----- Supplied material -----

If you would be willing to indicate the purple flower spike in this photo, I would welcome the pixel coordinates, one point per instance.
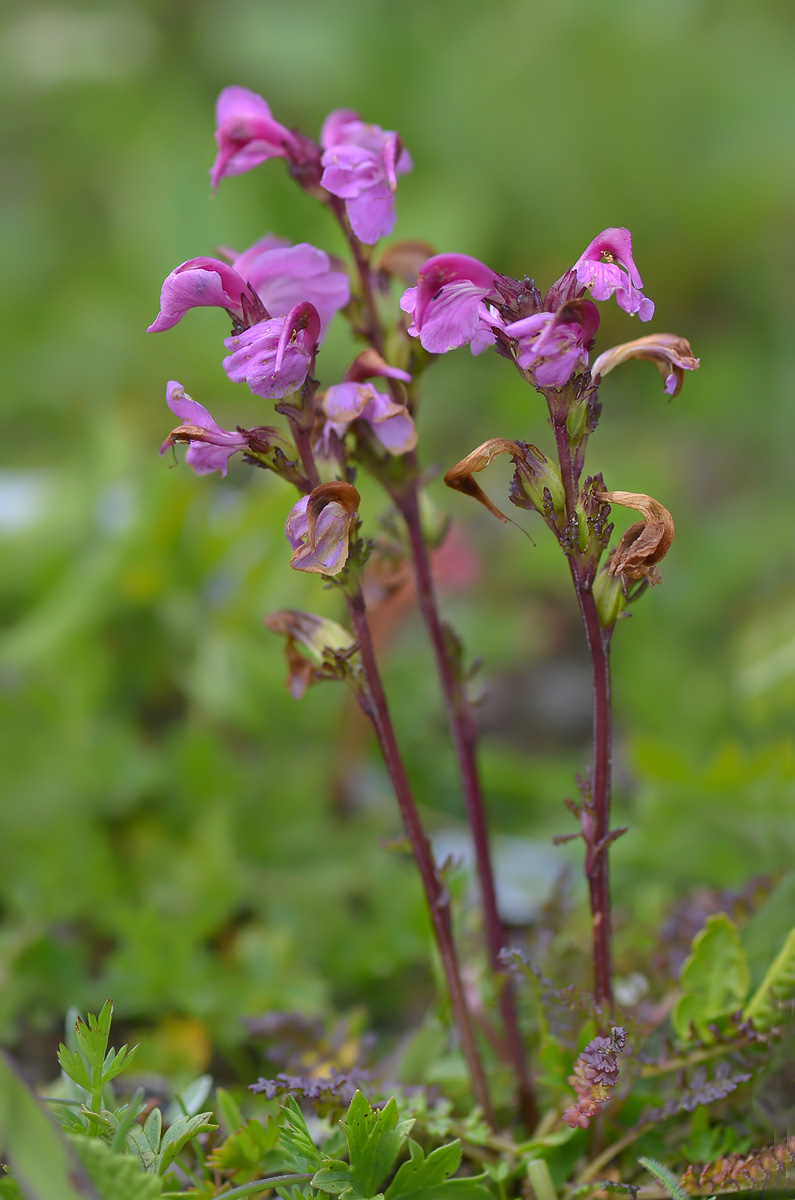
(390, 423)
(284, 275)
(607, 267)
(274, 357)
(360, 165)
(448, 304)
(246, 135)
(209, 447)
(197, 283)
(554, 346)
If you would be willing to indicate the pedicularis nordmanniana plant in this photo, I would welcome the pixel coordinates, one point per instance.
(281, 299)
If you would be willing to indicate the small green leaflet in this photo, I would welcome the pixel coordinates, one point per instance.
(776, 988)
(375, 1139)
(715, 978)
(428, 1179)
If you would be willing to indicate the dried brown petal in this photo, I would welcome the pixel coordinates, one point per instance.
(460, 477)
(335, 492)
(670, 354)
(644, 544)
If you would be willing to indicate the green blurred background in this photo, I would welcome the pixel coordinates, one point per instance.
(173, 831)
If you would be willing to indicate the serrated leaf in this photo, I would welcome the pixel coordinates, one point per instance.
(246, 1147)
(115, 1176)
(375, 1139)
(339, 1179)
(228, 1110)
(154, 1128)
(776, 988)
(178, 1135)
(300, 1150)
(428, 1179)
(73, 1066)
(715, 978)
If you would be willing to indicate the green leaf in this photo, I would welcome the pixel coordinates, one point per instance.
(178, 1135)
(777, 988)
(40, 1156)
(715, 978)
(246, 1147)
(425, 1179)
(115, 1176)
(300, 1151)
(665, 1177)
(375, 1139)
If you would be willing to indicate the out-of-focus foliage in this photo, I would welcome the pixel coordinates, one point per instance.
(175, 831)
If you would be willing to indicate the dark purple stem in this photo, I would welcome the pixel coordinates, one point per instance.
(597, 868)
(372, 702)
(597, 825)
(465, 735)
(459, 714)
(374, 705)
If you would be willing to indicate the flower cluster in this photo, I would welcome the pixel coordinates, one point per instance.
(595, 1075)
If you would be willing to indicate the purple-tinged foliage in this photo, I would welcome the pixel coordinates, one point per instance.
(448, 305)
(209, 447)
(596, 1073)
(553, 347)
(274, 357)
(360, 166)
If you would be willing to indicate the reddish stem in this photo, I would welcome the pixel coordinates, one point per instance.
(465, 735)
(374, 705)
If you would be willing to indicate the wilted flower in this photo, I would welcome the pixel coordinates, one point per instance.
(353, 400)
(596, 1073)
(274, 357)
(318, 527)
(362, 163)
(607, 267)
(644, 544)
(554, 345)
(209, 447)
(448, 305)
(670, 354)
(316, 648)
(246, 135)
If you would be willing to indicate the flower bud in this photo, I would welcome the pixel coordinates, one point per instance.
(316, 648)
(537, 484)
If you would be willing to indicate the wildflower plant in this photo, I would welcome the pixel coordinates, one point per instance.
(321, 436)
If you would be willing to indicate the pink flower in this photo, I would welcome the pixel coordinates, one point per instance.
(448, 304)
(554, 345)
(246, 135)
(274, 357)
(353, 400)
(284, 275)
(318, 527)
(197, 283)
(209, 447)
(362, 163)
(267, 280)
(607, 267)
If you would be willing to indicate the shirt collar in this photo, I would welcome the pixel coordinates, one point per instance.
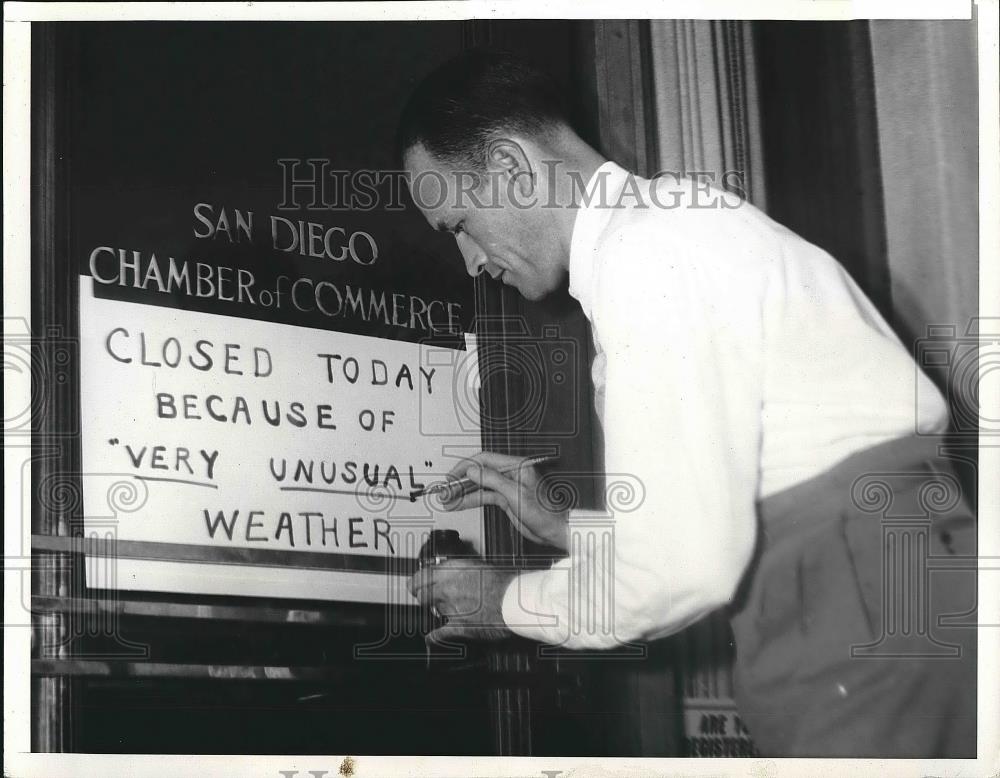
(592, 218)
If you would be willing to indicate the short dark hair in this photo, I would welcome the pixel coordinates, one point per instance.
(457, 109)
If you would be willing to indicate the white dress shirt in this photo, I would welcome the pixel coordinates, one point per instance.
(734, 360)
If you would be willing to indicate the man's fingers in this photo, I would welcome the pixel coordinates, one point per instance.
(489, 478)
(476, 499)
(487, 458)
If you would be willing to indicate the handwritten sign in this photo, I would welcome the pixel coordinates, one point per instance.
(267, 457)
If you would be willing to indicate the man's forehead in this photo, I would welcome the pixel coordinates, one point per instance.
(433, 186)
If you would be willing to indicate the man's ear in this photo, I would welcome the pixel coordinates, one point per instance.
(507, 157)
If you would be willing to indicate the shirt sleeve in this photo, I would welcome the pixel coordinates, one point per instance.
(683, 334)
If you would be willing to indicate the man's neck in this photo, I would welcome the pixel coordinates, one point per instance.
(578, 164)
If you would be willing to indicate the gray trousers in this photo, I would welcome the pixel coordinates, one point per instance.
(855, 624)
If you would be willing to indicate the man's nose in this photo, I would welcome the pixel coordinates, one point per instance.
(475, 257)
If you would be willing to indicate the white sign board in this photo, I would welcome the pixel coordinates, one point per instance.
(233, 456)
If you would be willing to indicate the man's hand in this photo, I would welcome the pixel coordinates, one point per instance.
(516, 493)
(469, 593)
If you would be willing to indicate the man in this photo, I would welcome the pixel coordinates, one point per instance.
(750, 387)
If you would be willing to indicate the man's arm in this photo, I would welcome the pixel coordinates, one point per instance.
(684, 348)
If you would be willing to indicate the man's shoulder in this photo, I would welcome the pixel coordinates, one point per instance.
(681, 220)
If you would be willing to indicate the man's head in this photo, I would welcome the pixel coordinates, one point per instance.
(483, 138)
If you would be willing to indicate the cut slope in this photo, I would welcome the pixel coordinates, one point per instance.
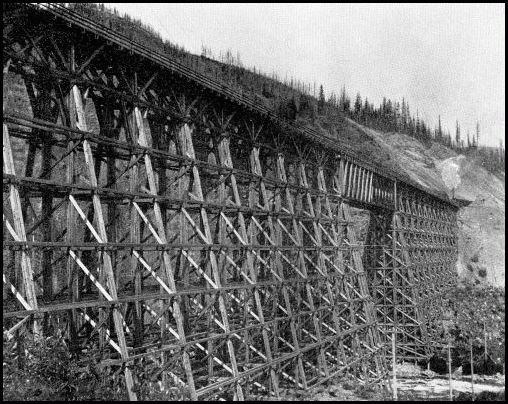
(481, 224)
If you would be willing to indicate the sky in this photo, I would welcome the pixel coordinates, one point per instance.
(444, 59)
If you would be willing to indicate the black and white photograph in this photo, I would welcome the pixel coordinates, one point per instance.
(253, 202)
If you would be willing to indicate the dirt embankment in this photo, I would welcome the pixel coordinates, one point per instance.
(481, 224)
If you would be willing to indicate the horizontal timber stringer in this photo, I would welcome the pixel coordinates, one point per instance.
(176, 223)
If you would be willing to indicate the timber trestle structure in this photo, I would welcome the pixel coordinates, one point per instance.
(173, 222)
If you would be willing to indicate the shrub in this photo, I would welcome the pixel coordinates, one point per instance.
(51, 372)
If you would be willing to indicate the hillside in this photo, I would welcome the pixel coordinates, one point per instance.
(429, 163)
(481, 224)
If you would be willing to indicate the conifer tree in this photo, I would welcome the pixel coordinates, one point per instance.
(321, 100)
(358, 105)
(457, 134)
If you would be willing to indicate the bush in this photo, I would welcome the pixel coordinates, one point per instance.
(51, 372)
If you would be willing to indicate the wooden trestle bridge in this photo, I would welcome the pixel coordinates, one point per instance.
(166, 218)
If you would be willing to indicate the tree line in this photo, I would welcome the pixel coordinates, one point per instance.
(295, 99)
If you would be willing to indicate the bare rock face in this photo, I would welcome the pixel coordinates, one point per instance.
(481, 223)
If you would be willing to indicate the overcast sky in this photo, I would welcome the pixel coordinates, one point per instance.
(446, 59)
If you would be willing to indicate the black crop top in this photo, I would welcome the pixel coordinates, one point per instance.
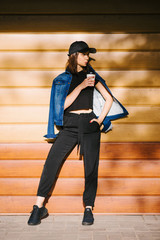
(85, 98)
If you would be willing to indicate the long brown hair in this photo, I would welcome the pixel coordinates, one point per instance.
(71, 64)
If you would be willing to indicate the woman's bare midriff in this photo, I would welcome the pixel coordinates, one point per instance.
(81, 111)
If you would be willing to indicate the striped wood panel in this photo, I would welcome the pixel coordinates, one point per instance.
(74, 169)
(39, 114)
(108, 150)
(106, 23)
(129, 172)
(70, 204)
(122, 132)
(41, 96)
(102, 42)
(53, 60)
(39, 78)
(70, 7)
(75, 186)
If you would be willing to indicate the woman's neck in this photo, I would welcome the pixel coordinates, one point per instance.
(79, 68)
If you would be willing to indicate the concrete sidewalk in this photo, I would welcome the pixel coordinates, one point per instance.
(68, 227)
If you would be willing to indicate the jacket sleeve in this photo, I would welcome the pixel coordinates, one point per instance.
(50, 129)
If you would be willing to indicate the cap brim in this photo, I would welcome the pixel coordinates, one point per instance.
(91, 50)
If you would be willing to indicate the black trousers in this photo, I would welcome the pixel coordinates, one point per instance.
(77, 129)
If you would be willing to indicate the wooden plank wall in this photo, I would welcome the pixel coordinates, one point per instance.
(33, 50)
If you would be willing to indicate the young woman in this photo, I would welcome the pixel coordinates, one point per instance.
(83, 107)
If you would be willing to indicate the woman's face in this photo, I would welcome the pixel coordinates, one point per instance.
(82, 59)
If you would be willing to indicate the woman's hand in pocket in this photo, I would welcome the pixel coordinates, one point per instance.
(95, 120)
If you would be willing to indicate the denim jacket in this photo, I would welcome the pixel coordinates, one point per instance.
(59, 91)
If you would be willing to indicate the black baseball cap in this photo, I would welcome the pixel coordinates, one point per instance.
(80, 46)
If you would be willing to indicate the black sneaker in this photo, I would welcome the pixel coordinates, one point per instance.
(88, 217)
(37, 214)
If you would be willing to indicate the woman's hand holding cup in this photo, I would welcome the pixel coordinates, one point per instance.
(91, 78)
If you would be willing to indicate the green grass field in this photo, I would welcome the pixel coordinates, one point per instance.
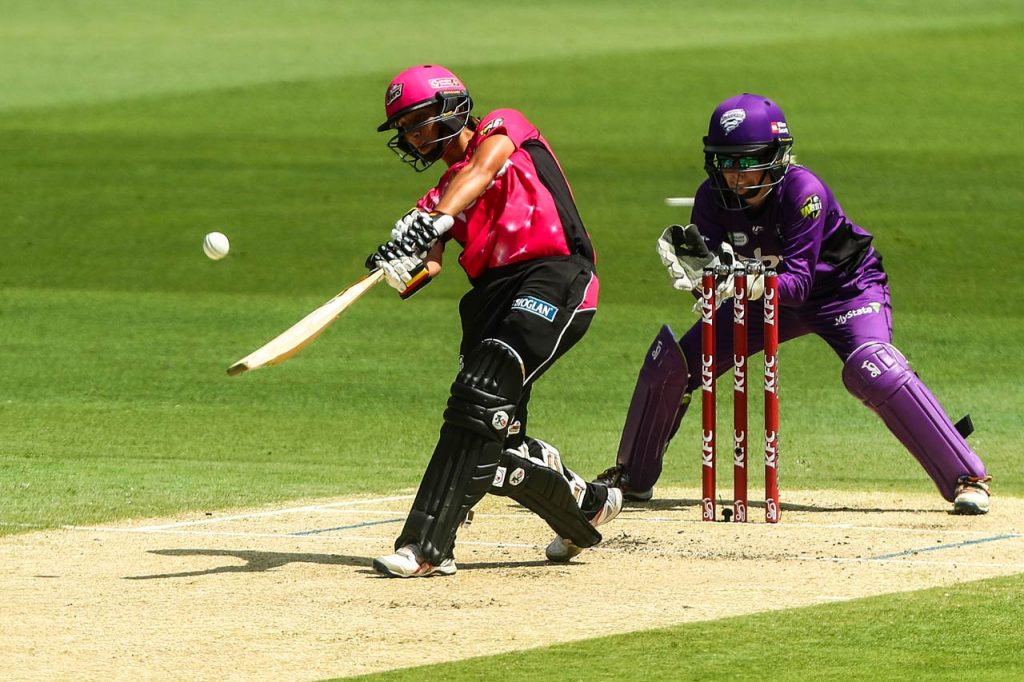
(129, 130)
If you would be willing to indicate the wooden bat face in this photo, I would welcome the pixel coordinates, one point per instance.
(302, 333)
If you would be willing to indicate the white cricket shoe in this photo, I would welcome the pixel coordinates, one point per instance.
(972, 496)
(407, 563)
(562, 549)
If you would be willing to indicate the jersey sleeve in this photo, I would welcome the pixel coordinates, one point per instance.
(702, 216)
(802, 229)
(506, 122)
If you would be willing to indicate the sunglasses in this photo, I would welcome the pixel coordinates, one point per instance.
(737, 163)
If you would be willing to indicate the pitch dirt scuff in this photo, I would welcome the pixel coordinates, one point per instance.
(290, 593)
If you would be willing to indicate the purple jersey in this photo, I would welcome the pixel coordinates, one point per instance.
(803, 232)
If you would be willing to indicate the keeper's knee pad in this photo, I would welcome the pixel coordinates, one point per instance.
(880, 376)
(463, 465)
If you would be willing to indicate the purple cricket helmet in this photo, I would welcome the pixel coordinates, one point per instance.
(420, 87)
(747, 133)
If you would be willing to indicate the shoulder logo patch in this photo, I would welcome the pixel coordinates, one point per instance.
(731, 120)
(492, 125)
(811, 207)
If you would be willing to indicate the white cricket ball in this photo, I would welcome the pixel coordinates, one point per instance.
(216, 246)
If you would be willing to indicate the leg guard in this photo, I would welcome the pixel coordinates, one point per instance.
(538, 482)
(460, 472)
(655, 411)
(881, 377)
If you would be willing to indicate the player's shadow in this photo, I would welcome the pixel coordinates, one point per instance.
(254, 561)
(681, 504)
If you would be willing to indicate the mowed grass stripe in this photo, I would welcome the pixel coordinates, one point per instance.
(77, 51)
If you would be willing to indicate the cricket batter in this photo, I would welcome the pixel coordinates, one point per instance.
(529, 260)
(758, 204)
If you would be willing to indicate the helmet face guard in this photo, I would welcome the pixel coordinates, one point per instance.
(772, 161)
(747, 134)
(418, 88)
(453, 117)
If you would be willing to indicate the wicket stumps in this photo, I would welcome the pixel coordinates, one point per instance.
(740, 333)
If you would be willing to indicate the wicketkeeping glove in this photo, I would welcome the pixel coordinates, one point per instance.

-----

» **Goal of the exercise**: Beginning at the line containing "If you would be willing to indicate the sunglasses", repeat each line exactly through the last line of the entries, and include no other lines.

» **Correct output**:
If you would be willing to indicate the sunglasses in this photo, I would welcome the pixel coordinates, one point per instance.
(737, 163)
If you would be willing to indicate the pitch dirt scuff in this photo, I would welcome the pixel coordinates, one point per instance.
(290, 593)
If you would be willing to indicate the purple jersey in this photo, I would welcome the pixel coordinates, one point per instance.
(803, 232)
If you would be willing to indicate the keeper's knee pad in this photo, I would welcome the pixel coordinates, one point per instance.
(880, 376)
(463, 465)
If you would be willing to indicate the purple cricket helmet in this photo, I would welcome the pixel coordinates, one point per instance.
(420, 87)
(747, 133)
If you would be willing to indicate the shoulder logo patch in this photo, I would welcome the pixel coordinates, one point per instance.
(731, 120)
(492, 125)
(811, 207)
If you would be willing to indicate the white cricket ball in this photo, I would welcome the pixel coordinates, one point per instance.
(216, 246)
If you would be willing to indicate the leg guard in this photo, I would welcome the pixel coordinates, one point per instance.
(538, 482)
(460, 472)
(655, 411)
(881, 377)
If you would be willing to indicate the player's shadow in this photo, I would welcome the pixel coordinates, one point per instance.
(254, 561)
(681, 504)
If you would be willing to indicate the mowed grass stripe in this photo, I would welcome the pixel coordinates, one point per instance.
(77, 51)
If you would be willing to indicate the cricket batter in this photo, I would welcome the pixel coordinates, one point per instance.
(529, 260)
(758, 204)
If you would be willing to indicate the helmet face guard in this photo, I would welcome the pixel coordinates, one point per instance.
(772, 161)
(747, 134)
(418, 88)
(453, 117)
If you would be willing to indicate the wicket stumps in this photo, I would welcome the pixel coordinates, one point per instance.
(740, 333)
If you would be willing to indicate the wicketkeeping glove in this photo, I would welcome the pixel coordinates, one point per instance.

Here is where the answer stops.